-- SOURCE DOCUMENT follows --

“On the morning of February 12, A Sunday, the granny woman was at the cabin. And she and Tom Lincoln and the moaning Nancy Hanks welcomed into the world of battle and blood, of whispering dreams and wistful dust, a new child, a boy...’What you goin’ to name him, Nancy?’ a little boy asked. ‘Abraham,’ was the answer, ‘after his grandfather.’”
“Whatever the particulars, the definite event on that 12th of February, 1809, was the birth of a boy they named Abraham after his grandfather who had been killed by Indians—born in silence and pain from a wilderness mother on a bed of perhaps cornhusks and perhaps hen feathers—with perhaps a laughing child prophecy later that he would ‘never amount to much.’”
--Carl Sandburg, Abraham Lincoln
“...at 7:24 on the evening of August 4 at Kapi’olani Maternity and Gynecological Hospital in Honolulu, Stanley Ann Durham Obama gave birth to a baby boy....a mixed-race complexion of Ann Obama’s baby, who was not illegitimate, if any baby could be called such, his parents having married six months before his birth. Barack Hussain Obama ...”
--David Maraniss, Barack Obama
Who could have believed that on Monday, January 21, 2013 on the day we celebrate the birthday of Martin Luther King, Jr. that some 800,000 people would have gathered to participate in the Presidential inauguration of Barack Obama. A black man, born to a Caucasian mother and a Kenyan father who already had another wife in Kenya. A boy who would be raised, without father or mother, by his white grandparents in Hawaii.
There was a lump in my throat all through today’s moving ceremony. I looked at the faces of America. All colors. People from around the world. A gay poet. A Jewish minister. A rock star. The widow of a civil rights’ worker murdered in Mississippi. Republicans and Democrats and independents. Old and young. Rich and poor and the not-so-rich. People hungry and some desperate for work. Supreme Court Justices--some gritting their teeth. Widows whose husbands died somewhere in Iraq or Afghanistan.Some Congressional leaders wishing they were anywhere else. As the President intoned again and again as if a litany: “We the People...We the people...We the people."
What we need now in this country is togetherness and the one-ness that the poet just hours ago longed for. We have enormous issues in America. We celebrate the ending of two wars really. We celebrate a President who had the courage to say gay people were first class citizens. A President who, for the first time in our history, has given us health care for all. A President much beloved all over the world. A President who led the charge on Osama bin Laden. A President who is such a good model not only for black families but for any family. A president who has weathered terrible hatred and lies and opposition determined that this black man in our white house would do nothing of consequence.
I took the picture at the top of this page in Philadelphia in a row house of a very mixed neighborhood. I never saw the tenants. But they probably were black. And they wanted all who passed by to know that they had a President they believed in and a President who they prayed would have a second term.
Who would have believed it? Unfortunately racism still runs like a river through every town in this country. And yet we are slowly, ever so slowly getting there. It took us a long time to begin to get over slavery. Let us hope that it will not take us that long to begin to realize that that the richness and diversity of this country is here to stay.
Who would have believed it? And yet it is true. God bless America--God knows, even more than we, how much we need it.

-- SOURCE DOCUMENT concluded --
-- SOURCE MATERIAL follows --

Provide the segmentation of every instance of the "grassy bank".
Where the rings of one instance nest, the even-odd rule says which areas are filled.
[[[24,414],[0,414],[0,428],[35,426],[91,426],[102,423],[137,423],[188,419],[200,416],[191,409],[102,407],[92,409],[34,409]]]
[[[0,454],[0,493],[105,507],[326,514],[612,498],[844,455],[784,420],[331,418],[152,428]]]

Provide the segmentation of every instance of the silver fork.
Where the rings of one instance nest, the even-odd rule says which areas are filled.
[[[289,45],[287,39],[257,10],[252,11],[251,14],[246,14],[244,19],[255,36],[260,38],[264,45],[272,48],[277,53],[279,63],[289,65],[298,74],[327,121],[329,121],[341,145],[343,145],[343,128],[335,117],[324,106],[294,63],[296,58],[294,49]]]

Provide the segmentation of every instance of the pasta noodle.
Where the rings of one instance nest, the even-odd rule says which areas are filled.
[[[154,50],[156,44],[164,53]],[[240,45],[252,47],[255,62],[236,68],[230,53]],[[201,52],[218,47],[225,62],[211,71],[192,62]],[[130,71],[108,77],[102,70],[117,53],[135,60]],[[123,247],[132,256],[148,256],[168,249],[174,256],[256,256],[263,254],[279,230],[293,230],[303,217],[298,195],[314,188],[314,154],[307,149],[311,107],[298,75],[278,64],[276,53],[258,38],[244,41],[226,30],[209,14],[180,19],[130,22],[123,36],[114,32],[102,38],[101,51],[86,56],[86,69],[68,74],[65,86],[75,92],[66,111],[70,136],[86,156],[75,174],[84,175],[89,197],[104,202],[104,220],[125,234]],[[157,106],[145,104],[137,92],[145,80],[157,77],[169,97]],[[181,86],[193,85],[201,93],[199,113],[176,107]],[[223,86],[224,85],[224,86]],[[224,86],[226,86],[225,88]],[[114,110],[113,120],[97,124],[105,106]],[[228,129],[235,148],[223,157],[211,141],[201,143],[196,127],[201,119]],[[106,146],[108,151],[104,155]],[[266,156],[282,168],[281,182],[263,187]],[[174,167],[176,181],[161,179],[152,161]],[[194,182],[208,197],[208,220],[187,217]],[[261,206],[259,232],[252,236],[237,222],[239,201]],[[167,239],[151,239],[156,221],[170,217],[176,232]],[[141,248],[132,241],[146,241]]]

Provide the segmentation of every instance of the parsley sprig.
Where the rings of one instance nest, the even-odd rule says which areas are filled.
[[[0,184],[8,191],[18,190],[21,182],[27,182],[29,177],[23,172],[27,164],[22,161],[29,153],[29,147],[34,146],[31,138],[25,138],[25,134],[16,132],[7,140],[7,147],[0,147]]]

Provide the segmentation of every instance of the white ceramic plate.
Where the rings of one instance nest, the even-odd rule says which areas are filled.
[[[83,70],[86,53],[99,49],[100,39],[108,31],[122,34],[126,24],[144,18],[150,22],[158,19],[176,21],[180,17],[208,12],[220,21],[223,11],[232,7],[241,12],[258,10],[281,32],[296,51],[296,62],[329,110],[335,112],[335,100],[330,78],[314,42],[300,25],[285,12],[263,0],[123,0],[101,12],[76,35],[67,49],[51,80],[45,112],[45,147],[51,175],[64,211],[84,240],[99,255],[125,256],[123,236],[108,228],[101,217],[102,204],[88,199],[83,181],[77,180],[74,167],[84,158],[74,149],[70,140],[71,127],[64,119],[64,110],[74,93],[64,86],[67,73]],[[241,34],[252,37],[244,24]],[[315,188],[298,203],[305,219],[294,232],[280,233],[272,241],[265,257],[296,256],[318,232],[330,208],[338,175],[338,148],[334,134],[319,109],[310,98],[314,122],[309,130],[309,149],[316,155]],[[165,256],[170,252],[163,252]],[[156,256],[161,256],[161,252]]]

-- SOURCE MATERIAL concluded --

Summarize the piece on Barack Obama's 2013 inauguration in two sentences. Rely only on the text when answering.

The piece quotes accounts of the births of Abraham Lincoln, from Carl Sandburg, and Barack Obama, from David Maraniss, then marvels that some 800,000 people gathered on January 21, 2013, the day Martin Luther King, Jr.'s birthday was celebrated, for Obama's Presidential inauguration. After describing the varied crowd and praising the President's record, it concedes that racism still runs through every town in the country but hopes Americans will come to see that the country's richness and diversity are here to stay.